Reproduce word for word the lines that begin with the line containing "target: dog's muzzle" and continue through the end of the recorded data, including both of those lines.

-- Start ENTRIES --

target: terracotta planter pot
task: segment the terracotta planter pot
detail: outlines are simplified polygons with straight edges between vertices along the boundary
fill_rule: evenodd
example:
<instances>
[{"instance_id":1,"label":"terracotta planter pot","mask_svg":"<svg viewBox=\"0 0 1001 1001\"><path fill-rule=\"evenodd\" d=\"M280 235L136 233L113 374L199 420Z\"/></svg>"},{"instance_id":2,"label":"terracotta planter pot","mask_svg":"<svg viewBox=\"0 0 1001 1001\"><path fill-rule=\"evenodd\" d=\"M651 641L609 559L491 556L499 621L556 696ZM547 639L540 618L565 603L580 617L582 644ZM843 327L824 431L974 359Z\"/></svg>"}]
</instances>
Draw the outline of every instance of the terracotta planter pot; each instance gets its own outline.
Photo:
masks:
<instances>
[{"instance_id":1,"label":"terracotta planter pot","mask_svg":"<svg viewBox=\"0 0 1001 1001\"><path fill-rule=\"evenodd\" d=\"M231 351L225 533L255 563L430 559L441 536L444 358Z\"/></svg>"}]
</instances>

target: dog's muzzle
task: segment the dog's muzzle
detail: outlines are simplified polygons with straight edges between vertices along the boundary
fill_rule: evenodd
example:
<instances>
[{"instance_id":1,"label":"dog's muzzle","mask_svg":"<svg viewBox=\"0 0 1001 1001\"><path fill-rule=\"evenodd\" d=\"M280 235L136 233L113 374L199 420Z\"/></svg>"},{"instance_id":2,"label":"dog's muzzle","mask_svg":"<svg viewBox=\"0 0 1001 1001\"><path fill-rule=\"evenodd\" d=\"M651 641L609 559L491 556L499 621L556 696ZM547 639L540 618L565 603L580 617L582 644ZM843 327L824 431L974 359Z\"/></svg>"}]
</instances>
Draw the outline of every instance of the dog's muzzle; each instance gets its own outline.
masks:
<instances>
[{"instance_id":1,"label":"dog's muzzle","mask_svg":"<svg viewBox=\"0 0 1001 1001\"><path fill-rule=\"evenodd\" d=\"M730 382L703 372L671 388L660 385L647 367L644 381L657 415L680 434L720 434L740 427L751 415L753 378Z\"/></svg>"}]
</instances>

-- End ENTRIES --

**CORRECT OUTPUT:**
target: dog's muzzle
task: segment the dog's muzzle
detail: outlines are simplified polygons with straight edges between vertices along the boundary
fill_rule: evenodd
example:
<instances>
[{"instance_id":1,"label":"dog's muzzle","mask_svg":"<svg viewBox=\"0 0 1001 1001\"><path fill-rule=\"evenodd\" d=\"M280 235L136 233L113 374L199 420Z\"/></svg>"},{"instance_id":2,"label":"dog's muzzle","mask_svg":"<svg viewBox=\"0 0 1001 1001\"><path fill-rule=\"evenodd\" d=\"M651 641L609 559L491 556L499 621L556 696ZM547 639L540 618L565 603L580 617L582 644ZM843 327L824 431L974 359Z\"/></svg>"}]
</instances>
Draw the outline of every instance of the dog's muzzle; each instance gets its own outline.
masks:
<instances>
[{"instance_id":1,"label":"dog's muzzle","mask_svg":"<svg viewBox=\"0 0 1001 1001\"><path fill-rule=\"evenodd\" d=\"M730 382L703 372L671 388L660 385L647 367L644 381L657 415L680 434L720 434L740 427L751 415L753 378Z\"/></svg>"}]
</instances>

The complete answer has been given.